**TASK DIRECTIONS:**
Copy the listing below line for line, without changing anything.

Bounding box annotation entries

================

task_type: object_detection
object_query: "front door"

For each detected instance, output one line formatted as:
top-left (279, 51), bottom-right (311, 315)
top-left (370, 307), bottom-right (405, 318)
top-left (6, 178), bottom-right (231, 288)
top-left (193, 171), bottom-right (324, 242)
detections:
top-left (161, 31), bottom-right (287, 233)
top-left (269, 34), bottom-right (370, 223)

================

**EXPECTED ANSWER:**
task_type: object_detection
object_query: "front door"

For each detected instance, output one line formatted as:
top-left (279, 51), bottom-right (311, 315)
top-left (370, 307), bottom-right (405, 318)
top-left (6, 178), bottom-right (231, 288)
top-left (193, 171), bottom-right (324, 242)
detections:
top-left (161, 31), bottom-right (287, 233)
top-left (269, 34), bottom-right (370, 223)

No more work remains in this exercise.